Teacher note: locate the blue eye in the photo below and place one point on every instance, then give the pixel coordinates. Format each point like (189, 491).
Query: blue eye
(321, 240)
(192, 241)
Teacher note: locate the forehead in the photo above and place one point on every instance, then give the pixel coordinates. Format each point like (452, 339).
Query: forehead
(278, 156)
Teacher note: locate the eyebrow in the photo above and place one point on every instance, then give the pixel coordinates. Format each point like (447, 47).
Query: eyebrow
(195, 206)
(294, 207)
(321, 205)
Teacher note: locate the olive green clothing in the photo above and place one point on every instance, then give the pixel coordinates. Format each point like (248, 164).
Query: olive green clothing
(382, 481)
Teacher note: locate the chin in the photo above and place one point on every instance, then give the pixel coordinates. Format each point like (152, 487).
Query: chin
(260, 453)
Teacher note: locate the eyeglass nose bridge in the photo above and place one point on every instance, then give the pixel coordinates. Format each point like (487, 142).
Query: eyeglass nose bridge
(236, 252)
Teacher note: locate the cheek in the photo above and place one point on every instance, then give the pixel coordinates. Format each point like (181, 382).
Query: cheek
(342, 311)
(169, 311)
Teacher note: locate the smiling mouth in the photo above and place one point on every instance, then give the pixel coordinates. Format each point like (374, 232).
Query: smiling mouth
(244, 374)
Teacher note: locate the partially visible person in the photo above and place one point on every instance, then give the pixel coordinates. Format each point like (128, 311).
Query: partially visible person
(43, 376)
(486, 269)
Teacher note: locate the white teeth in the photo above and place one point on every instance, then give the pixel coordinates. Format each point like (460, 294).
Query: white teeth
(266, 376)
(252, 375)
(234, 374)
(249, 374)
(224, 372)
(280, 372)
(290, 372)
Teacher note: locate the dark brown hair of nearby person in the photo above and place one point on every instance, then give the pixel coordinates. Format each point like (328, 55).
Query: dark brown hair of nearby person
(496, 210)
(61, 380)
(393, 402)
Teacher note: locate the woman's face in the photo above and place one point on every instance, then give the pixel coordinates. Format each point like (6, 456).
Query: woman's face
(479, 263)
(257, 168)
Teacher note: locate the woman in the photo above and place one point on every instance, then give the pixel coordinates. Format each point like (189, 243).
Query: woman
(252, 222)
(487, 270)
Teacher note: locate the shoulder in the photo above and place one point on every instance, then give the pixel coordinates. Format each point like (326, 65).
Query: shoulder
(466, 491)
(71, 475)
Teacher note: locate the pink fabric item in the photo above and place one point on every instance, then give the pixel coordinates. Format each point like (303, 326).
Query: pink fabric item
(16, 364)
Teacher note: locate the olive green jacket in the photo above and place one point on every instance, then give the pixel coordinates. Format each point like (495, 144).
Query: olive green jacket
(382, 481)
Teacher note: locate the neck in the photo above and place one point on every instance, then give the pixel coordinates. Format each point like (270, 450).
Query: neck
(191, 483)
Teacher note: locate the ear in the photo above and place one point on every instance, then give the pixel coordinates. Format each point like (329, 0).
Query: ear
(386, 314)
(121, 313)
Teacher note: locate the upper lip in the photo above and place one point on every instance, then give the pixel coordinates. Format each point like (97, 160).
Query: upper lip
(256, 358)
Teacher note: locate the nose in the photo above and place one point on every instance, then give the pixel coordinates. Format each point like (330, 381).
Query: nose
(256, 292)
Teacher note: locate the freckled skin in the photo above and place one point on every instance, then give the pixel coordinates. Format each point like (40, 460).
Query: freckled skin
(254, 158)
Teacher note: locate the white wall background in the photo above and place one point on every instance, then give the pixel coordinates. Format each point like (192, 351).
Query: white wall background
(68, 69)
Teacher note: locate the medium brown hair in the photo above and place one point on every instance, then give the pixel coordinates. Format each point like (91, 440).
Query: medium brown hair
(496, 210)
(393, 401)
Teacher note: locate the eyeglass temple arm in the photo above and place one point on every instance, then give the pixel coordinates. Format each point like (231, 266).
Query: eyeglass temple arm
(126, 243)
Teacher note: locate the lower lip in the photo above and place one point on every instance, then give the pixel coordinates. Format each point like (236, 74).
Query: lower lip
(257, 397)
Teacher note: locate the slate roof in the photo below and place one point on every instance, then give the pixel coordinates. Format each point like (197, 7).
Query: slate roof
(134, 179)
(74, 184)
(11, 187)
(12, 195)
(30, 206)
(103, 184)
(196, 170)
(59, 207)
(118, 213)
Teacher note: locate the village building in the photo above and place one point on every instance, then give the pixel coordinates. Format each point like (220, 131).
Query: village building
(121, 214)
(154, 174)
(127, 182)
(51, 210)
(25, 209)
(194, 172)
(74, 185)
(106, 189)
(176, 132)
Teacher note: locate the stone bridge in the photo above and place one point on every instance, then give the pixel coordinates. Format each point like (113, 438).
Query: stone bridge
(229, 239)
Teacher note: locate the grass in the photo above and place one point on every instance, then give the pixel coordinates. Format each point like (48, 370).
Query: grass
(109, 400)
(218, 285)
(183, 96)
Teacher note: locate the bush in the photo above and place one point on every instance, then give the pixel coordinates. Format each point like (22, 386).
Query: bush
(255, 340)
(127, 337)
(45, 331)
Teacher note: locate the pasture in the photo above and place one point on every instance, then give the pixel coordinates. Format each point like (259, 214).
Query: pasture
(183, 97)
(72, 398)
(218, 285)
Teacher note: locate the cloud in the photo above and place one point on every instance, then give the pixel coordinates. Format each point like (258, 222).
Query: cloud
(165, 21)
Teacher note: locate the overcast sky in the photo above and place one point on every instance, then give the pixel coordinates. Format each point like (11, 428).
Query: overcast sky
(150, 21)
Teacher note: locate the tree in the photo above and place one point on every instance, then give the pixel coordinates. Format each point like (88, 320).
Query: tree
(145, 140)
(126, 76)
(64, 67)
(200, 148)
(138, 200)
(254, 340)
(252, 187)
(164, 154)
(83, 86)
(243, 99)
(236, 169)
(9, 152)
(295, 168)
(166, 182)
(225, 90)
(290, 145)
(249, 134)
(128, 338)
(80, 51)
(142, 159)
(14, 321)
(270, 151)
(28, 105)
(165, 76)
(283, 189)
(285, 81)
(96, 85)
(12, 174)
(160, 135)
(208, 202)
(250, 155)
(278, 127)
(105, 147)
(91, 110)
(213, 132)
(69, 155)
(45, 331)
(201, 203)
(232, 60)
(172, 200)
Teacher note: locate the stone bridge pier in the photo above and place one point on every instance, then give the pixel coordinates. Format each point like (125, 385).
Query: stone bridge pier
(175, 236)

**What you should do**: Set down the material above exactly, in full.

**Answer box**:
Teacher note: locate the blue eye in the photo below and place one point on every instance, then give the pixel coordinates. Format each point like (189, 491).
Query: blue eye
(321, 240)
(192, 241)
Teacher note: locate the forehead in the photo above and place one point on every instance, then give the pixel coordinates. Format each point like (452, 339).
Query: forehead
(278, 156)
Teacher note: locate the eyebrow in the photo above and place one point on every instance, then give the pixel coordinates. Format each point like (447, 47).
Query: eyebrow
(195, 206)
(294, 207)
(321, 205)
Teacher note: locate the olive green clothing in the photo above and place one point on every instance, then give the pixel coordinates. Format each point like (248, 164).
Query: olive green clothing
(382, 481)
Teacher note: locate the chin in the photo above and place one point on every instance, then give the pixel coordinates. Format each point like (152, 487).
Query: chin
(260, 453)
Teacher note: locate the eyeglass nose bridge in the photo above and place one point on every instance, then give the pixel coordinates. Format each point like (487, 142).
Query: eyeglass nose bridge
(236, 252)
Teacher note: locate the cheek in the photo above and place one point on every instance, then give the pixel coordinates. Format each point like (181, 382).
Query: cheek
(342, 311)
(169, 311)
Teacher note: locate the smiling mouth in the photo above and place one point on every instance, then give the pixel coordinates. Format each point like (374, 232).
Query: smiling mouth
(244, 374)
Teacher note: locate the partially visible person in the photo above and place one point on every instance, then give the pixel coordinates. Format each point like (128, 311).
Query: partially visible person
(43, 376)
(486, 269)
Teacher note: locate the white teeth in the photo above and place one point on every instance, then give the pixel coordinates. Format each point like (460, 294).
Query: white teeth
(266, 376)
(252, 375)
(234, 374)
(249, 374)
(224, 372)
(280, 372)
(290, 372)
Teacher note: locate the dark brown hair of nearby person in the photo above and place one point on every instance, then give the pixel coordinates. Format each point like (328, 55).
Query: dark brown hair of nearby person
(496, 210)
(61, 380)
(393, 402)
Teacher note: locate the woman's face in the photo above and place one point on every instance, then give the pixel coordinates. Format each point like (6, 456).
Query: woman's face
(479, 263)
(257, 168)
Teacher note: locate the woman in the photo above and place one point on every instance, then give the pixel coordinates. Format each point like (189, 243).
Query: woman
(252, 222)
(487, 270)
Teacher note: locate the shoulder in the photo above and place one point on every instance, then give the pixel coordinates. Format each point like (326, 65).
Query: shoulder
(466, 491)
(71, 475)
Teacher note: locate the pink fabric item in the photo above and place one point on every instance, then give the pixel coordinates. Format each point like (303, 326).
Query: pink fabric item
(16, 364)
Teacher note: locate the olive green jacket in the photo above and place one point on every instance, then give the pixel coordinates. Format each point like (495, 144).
Query: olive green jacket
(382, 481)
Teacher note: locate the neck in the photo above and place one point on every instance, then give the pixel coordinates. Format each point like (270, 450).
Query: neck
(191, 483)
Teacher note: locate the ear in the photo above and place one point on every instance, then give the pixel coordinates. Format each point like (329, 0).
Query: ear
(386, 314)
(121, 313)
Teacher note: locate the upper lip in the photo above and place one point on every instance, then give the pixel coordinates. Format each point like (97, 160).
Query: upper lip
(256, 358)
Teacher note: locate the nose in the photo above and place one point on every instance, then give the pixel coordinates. Format each point like (330, 381).
Query: nose
(256, 292)
Teacher note: locate the freckled skin in the photo above and place one point on every instance, then give the pixel coordinates. Format each point like (40, 460).
Query: freckled skin
(254, 158)
Teacher note: locate the white wall background in the photo above and place one point on every instance, then give the pixel coordinates. Format each point like (192, 351).
Query: white wall background
(68, 69)
Teacher note: locate the medium brown hair in the photo above and place one point on every instance, then give the pixel coordinates. Format each point like (91, 440).
Query: medium brown hair
(496, 210)
(393, 401)
Teacher note: locate the eyeglass temple arm in the photo above and place one point on every instance, then give the pixel coordinates. Format each point like (231, 266).
Query: eyeglass temple arm
(126, 243)
Teacher note: locate the lower lip in the photo above and place one point on every instance, then give the pixel coordinates. Format each point like (236, 74).
Query: lower lip
(257, 397)
Teacher note: locate the slate roof in the photo below and place one point on every instance, then give the pixel coordinates. Format each point like (197, 7).
Query: slate roof
(134, 179)
(74, 184)
(11, 187)
(12, 195)
(30, 206)
(103, 184)
(196, 170)
(59, 207)
(118, 213)
Teacher note: locate the village building in the photo above and place one point on every instance, then give the pixel coordinates. Format each point like (220, 131).
Query: village building
(121, 214)
(154, 174)
(127, 182)
(51, 210)
(25, 209)
(194, 172)
(74, 185)
(106, 189)
(176, 132)
Teacher note: locate the stone bridge in the photo above and place one point on every instance, then give the pixel coordinates. Format each point like (113, 438).
Query: stone bridge
(229, 239)
Teacher note: locate the grass in the photo above and place one point on every instance, then give the pixel coordinates. Format each point like (48, 370).
Query: grass
(109, 400)
(218, 285)
(183, 96)
Teacher note: locate the bush in the photo above and place one point on every instance, then give the pixel coordinates. Format each point like (22, 386).
Query: bush
(255, 340)
(127, 337)
(45, 331)
Teacher note: locate the pasture in the photo above and place one point on every instance, then give the pixel coordinates. Format each point like (259, 214).
Query: pasture
(183, 97)
(72, 398)
(218, 285)
Teacher note: locate the cloud in the photo above and place one point on every instance, then give the pixel coordinates. Format each point like (258, 222).
Query: cloud
(165, 21)
Teacher note: locate the overcast sky in the photo above and place one point on every instance, then give the pixel coordinates. Format each point like (11, 428).
Query: overcast sky
(150, 21)
Teacher note: locate the tree in the photo above and place one point on every instance, then give the pixel coordinates. Format each point like (88, 320).
Query: tree
(145, 140)
(126, 76)
(64, 67)
(200, 148)
(138, 200)
(254, 340)
(252, 187)
(164, 154)
(83, 86)
(243, 99)
(236, 169)
(9, 152)
(295, 168)
(166, 182)
(225, 90)
(290, 145)
(249, 134)
(128, 338)
(80, 51)
(142, 159)
(14, 321)
(270, 151)
(28, 105)
(165, 76)
(283, 189)
(285, 81)
(96, 85)
(12, 174)
(160, 135)
(208, 202)
(250, 155)
(278, 127)
(105, 147)
(91, 110)
(213, 132)
(69, 155)
(45, 331)
(201, 203)
(232, 60)
(172, 200)
Teacher note: locate the stone bridge pier in the photo above and place one point on every instance, then give the pixel coordinates. Format each point like (125, 385).
Query: stone bridge pier
(175, 236)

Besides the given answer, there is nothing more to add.